GIVEN REQUEST
In the items below, give everything from the line containing "Presence check: is any cream" down to the line containing "xmin=321 ymin=89 xmax=671 ymax=553", both included, as a numbered list with blank lines left out.
--- start of RECORDS FOR THE TASK ---
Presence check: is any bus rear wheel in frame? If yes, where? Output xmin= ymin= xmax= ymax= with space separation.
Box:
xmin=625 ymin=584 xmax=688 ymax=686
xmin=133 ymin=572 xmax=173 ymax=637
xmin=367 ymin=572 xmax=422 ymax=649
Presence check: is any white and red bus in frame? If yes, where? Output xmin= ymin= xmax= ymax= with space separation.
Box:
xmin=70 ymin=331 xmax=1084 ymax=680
--- end of RECORDS FOR THE TASK ---
--- start of RECORDS FOR THE TASK ---
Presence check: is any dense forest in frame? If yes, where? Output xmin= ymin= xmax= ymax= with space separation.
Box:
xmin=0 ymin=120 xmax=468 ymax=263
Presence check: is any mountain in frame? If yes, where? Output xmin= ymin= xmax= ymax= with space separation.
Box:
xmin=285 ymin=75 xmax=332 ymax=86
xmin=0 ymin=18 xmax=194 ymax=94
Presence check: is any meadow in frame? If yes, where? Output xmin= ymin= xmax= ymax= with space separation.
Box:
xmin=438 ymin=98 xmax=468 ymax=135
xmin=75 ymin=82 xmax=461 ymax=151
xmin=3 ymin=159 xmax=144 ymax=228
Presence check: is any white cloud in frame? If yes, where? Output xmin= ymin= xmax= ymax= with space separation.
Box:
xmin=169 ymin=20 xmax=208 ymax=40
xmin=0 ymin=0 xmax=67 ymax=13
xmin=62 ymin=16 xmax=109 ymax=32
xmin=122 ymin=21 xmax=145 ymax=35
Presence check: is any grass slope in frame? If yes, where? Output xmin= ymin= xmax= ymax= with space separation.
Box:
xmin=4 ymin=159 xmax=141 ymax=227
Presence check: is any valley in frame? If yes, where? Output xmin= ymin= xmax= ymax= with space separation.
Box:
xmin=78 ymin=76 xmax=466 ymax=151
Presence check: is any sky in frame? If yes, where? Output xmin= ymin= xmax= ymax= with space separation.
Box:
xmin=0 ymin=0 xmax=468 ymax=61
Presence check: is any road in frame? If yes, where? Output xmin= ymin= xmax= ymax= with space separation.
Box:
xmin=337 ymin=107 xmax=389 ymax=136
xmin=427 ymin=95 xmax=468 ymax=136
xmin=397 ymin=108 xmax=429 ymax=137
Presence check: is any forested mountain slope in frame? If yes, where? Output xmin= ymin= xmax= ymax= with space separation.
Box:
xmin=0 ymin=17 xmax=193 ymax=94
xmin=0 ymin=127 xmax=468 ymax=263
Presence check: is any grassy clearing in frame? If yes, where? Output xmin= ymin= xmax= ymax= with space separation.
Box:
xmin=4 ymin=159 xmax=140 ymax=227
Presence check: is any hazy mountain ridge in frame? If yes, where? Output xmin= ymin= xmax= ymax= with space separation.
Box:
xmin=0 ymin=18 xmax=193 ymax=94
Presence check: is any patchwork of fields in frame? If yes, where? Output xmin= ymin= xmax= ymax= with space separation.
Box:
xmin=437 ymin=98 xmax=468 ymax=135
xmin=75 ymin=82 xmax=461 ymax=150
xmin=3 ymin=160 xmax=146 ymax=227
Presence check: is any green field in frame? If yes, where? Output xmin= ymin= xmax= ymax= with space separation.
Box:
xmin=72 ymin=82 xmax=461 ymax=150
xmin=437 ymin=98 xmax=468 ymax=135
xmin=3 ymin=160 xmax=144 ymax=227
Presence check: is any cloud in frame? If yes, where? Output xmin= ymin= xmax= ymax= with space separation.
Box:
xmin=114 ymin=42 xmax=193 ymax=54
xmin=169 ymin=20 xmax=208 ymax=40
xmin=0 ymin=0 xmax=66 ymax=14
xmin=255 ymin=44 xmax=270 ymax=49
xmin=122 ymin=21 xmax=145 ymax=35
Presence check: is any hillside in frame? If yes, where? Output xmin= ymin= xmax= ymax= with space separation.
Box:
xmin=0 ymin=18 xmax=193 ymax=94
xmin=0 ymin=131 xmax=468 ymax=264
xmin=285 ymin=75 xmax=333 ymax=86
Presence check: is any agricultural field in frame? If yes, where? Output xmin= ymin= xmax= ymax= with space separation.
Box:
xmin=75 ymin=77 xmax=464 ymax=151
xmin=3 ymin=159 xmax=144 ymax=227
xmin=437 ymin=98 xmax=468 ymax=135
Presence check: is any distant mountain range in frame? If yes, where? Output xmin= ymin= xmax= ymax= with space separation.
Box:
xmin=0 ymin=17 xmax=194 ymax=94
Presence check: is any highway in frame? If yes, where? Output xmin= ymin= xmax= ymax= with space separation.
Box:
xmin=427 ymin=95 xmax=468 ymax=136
--- end of RECORDS FOR THE TASK ---
--- start of RECORDS FOR THE TASK ---
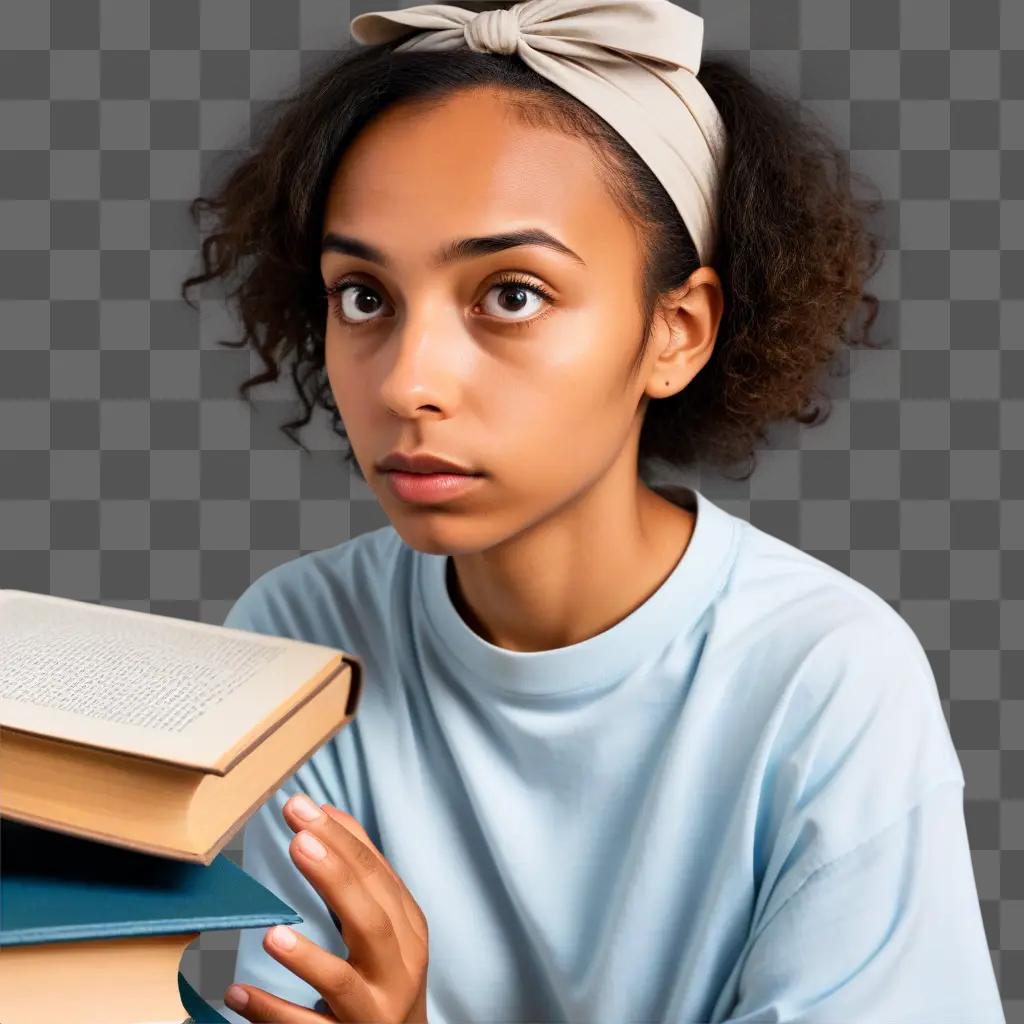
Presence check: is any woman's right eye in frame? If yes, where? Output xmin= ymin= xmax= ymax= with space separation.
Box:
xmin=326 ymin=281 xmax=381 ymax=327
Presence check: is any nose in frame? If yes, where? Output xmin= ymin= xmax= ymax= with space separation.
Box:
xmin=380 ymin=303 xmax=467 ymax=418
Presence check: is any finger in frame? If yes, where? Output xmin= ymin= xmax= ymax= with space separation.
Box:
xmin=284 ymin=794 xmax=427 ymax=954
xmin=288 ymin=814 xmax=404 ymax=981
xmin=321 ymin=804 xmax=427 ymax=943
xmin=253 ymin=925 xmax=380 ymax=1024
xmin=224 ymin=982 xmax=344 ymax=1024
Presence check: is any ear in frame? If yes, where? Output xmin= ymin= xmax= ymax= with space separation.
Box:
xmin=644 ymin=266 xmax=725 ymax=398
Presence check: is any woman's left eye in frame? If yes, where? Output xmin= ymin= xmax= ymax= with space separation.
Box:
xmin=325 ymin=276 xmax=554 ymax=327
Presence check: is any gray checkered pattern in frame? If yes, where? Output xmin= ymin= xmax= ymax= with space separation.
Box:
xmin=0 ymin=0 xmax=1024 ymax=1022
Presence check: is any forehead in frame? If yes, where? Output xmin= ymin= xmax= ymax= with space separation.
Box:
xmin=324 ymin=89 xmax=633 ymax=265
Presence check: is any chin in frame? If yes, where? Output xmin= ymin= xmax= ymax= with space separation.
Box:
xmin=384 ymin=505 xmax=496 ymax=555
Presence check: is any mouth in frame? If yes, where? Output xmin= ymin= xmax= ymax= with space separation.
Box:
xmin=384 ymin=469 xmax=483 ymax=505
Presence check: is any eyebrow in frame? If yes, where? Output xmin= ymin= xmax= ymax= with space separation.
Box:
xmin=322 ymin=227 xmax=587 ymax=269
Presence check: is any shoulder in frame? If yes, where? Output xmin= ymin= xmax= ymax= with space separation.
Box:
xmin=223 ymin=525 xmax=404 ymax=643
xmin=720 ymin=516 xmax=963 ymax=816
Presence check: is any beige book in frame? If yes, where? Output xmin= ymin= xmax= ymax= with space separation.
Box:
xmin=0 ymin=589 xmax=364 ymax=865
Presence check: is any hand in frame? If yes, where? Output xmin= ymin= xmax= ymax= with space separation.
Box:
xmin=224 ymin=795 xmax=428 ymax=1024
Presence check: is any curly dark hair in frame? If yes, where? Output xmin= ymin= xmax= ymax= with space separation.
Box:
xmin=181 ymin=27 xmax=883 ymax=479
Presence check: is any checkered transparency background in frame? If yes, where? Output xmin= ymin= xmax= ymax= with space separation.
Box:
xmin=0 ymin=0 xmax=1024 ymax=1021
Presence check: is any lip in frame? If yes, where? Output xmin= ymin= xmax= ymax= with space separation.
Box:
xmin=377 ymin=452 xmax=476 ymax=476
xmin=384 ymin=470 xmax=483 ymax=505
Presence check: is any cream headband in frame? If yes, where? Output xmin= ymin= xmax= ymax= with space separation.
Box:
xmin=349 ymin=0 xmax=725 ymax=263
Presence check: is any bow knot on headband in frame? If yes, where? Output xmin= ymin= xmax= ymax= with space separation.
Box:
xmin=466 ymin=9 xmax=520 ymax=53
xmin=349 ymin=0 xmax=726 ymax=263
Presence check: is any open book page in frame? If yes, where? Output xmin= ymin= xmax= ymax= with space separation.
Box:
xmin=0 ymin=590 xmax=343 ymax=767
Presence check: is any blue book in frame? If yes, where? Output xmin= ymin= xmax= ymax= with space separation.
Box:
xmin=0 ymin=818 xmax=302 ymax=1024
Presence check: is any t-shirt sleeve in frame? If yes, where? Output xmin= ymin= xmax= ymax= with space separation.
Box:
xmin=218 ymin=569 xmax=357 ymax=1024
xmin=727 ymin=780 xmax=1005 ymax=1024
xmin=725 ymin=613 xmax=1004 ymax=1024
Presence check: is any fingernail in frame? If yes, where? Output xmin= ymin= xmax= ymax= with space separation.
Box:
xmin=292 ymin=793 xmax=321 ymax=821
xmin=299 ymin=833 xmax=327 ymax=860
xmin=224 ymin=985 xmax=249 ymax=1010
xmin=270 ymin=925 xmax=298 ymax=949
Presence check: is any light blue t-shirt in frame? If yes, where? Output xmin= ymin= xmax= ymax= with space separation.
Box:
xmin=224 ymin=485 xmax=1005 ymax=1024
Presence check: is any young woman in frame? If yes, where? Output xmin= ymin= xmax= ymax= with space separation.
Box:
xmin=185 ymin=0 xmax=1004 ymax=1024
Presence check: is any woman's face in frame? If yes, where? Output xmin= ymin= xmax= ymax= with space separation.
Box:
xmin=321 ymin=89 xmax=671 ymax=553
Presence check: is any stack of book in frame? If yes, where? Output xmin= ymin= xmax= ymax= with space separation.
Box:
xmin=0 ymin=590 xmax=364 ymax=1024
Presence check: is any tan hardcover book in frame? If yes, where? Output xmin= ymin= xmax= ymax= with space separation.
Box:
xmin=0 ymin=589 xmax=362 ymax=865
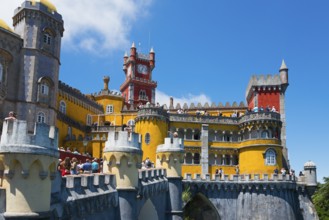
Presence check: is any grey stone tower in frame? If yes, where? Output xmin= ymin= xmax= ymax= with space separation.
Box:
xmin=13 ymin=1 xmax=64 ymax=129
--- end of RECORDS FOR THE TASK ---
EXERCISE ANSWER
1. Presence check: is any cream headband in frame? If yes, where? Output xmin= ymin= xmax= ymax= with space separation.
2. Box:
3. xmin=349 ymin=0 xmax=725 ymax=263
4. Presence check: is any bow knot on headband in frame? If yes, where? Output xmin= ymin= xmax= ymax= with space separation.
5. Box:
6. xmin=466 ymin=9 xmax=520 ymax=53
7. xmin=349 ymin=0 xmax=726 ymax=263
8. Presence check: is any open book page in frame? If yes, where? Output xmin= ymin= xmax= ymax= with space separation.
9. Box:
10. xmin=0 ymin=590 xmax=343 ymax=767
11. Presence check: is any blue book in frame? If yes, where? Output xmin= ymin= xmax= ymax= with space separation.
12. Box:
13. xmin=0 ymin=818 xmax=302 ymax=1024
14. Presence check: is any t-shirt sleeve in frame? If yes, where? Output xmin= ymin= xmax= ymax= with space separation.
15. Box:
16. xmin=218 ymin=569 xmax=357 ymax=1024
17. xmin=727 ymin=780 xmax=1005 ymax=1024
18. xmin=725 ymin=613 xmax=1004 ymax=1024
19. Presence check: is any fingernail in frame? If yes, where? Output xmin= ymin= xmax= ymax= with space separation.
20. Box:
21. xmin=292 ymin=793 xmax=321 ymax=821
22. xmin=299 ymin=833 xmax=327 ymax=860
23. xmin=224 ymin=985 xmax=249 ymax=1010
24. xmin=270 ymin=925 xmax=298 ymax=949
25. Presence check: is any light blue t-shirt in frame? If yes, where? Output xmin= ymin= xmax= ymax= with space separation.
26. Box:
27. xmin=224 ymin=485 xmax=1005 ymax=1024
28. Presence check: is any young woman in frame? If yes, where? Output xmin= ymin= xmax= ymax= with space separation.
29. Box:
30. xmin=185 ymin=0 xmax=1004 ymax=1024
31. Presence check: is any woman's face in frame? If yes, where? Output xmin= ymin= xmax= ymax= with space separation.
32. Box:
33. xmin=321 ymin=89 xmax=671 ymax=553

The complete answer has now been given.